Stored data entries
::::::

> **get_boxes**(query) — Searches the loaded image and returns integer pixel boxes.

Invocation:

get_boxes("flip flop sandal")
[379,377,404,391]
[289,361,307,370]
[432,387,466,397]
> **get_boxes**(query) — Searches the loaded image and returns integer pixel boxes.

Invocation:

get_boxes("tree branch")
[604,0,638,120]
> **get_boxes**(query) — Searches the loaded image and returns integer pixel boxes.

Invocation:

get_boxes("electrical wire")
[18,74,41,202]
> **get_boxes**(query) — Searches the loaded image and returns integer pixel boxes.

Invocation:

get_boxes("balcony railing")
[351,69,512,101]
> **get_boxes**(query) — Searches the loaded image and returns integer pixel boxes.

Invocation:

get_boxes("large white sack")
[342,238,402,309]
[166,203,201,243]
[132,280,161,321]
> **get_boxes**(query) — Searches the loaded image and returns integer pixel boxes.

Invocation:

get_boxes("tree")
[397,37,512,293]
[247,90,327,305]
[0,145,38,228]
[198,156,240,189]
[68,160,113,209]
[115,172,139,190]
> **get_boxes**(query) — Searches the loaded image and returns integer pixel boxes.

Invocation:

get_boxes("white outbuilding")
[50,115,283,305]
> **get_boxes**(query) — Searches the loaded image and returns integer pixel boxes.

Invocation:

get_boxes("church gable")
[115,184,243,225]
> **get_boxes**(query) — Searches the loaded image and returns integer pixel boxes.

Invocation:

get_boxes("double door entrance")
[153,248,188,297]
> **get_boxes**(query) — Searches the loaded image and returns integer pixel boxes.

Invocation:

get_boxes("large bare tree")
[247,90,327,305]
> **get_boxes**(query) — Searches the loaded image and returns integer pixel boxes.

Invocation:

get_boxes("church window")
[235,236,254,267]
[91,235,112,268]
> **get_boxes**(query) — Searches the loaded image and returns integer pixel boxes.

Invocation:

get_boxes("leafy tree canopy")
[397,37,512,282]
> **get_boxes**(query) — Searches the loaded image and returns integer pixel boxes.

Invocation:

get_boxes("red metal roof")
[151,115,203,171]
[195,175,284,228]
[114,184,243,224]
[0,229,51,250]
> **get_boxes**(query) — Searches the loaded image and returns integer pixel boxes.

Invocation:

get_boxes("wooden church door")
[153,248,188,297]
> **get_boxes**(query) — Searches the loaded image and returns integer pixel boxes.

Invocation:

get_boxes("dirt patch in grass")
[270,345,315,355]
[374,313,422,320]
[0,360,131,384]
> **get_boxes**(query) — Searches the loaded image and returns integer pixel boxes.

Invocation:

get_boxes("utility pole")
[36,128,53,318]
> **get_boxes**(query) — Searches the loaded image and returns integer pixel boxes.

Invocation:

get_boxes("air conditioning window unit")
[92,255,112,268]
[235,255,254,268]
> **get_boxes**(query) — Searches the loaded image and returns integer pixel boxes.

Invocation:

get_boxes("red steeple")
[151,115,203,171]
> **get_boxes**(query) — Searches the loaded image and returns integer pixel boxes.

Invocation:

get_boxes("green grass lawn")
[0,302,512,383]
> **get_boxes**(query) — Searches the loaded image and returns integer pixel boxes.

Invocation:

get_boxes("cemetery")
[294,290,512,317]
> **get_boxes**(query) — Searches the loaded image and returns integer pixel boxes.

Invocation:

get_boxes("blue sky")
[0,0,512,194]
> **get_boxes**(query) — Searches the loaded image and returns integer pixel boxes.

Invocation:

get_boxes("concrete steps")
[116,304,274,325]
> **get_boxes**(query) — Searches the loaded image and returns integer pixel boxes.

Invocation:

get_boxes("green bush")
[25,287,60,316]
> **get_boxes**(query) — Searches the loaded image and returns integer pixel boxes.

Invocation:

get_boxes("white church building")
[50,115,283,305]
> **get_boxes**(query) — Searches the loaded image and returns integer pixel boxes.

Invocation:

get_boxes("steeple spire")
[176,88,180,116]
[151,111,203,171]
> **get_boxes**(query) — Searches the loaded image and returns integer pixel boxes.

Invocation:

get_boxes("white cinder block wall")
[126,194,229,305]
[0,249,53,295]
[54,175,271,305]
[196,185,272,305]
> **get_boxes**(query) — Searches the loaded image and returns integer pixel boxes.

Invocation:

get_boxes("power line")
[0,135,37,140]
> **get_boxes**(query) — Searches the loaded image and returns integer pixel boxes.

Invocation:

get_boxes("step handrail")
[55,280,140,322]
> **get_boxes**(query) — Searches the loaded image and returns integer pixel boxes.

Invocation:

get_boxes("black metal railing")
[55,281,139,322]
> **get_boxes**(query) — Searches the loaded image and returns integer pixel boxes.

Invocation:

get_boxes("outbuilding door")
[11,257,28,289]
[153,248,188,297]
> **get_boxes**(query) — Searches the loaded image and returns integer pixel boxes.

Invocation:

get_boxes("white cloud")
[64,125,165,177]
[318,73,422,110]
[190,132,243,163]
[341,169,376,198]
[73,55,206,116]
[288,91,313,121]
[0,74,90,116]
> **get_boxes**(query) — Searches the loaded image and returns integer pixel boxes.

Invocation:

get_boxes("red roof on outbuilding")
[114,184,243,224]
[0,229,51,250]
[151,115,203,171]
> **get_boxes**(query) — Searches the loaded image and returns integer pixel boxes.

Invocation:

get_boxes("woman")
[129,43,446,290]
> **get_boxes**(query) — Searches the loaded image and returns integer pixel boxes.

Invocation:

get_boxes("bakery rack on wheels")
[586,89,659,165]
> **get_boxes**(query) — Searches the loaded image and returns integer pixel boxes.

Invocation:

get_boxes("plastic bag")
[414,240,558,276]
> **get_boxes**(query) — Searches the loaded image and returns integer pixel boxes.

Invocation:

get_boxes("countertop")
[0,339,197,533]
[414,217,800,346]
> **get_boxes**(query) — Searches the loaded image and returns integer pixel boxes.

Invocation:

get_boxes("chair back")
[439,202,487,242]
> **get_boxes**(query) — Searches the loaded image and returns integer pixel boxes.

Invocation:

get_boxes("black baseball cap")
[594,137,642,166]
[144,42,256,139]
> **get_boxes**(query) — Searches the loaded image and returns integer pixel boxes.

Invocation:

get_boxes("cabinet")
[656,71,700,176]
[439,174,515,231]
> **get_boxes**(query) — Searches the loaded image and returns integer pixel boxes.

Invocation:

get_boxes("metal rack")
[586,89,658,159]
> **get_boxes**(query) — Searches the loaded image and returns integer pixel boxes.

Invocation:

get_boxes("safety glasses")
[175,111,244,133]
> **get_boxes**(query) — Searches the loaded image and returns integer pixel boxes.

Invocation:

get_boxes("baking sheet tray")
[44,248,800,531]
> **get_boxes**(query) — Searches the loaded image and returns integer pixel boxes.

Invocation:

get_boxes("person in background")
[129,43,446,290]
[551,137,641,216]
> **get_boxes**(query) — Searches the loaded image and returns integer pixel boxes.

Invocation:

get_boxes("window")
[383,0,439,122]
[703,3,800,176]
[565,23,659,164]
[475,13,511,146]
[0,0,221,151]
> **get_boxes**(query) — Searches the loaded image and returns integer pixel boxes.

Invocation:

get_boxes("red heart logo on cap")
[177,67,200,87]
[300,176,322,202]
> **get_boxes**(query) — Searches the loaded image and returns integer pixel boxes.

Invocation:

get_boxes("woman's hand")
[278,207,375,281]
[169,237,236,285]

::::::

- [YOUR INSTRUCTIONS]: Scale the data from its start up to and including the line with "[351,69,512,101]": reproduce every line, leaving all other text unchanged, but multiply each returned bounding-box coordinate by 2.2 and round it to a whole number, with halves rounding up.

- [RESULT OF THE EXERCISE]:
> **get_boxes**(query) — Searches the loaded image and returns integer pixel boxes.

Invocation:

get_boxes("flip flop sandal")
[834,829,889,860]
[636,794,675,814]
[950,851,1025,873]
> **get_boxes**(query) — Searches the loaded image and returns integer pixel boxes.

Invocation:

get_boxes("tree branch")
[1329,0,1404,264]
> **get_boxes**(query) — Searches the loaded image and returns integer pixel boxes.

Invocation:

get_boxes("electrical wire")
[40,163,90,444]
> **get_boxes**(query) — Searches the loaded image and returns integer pixel boxes.

Invocation:

get_boxes("balcony railing")
[772,152,1126,222]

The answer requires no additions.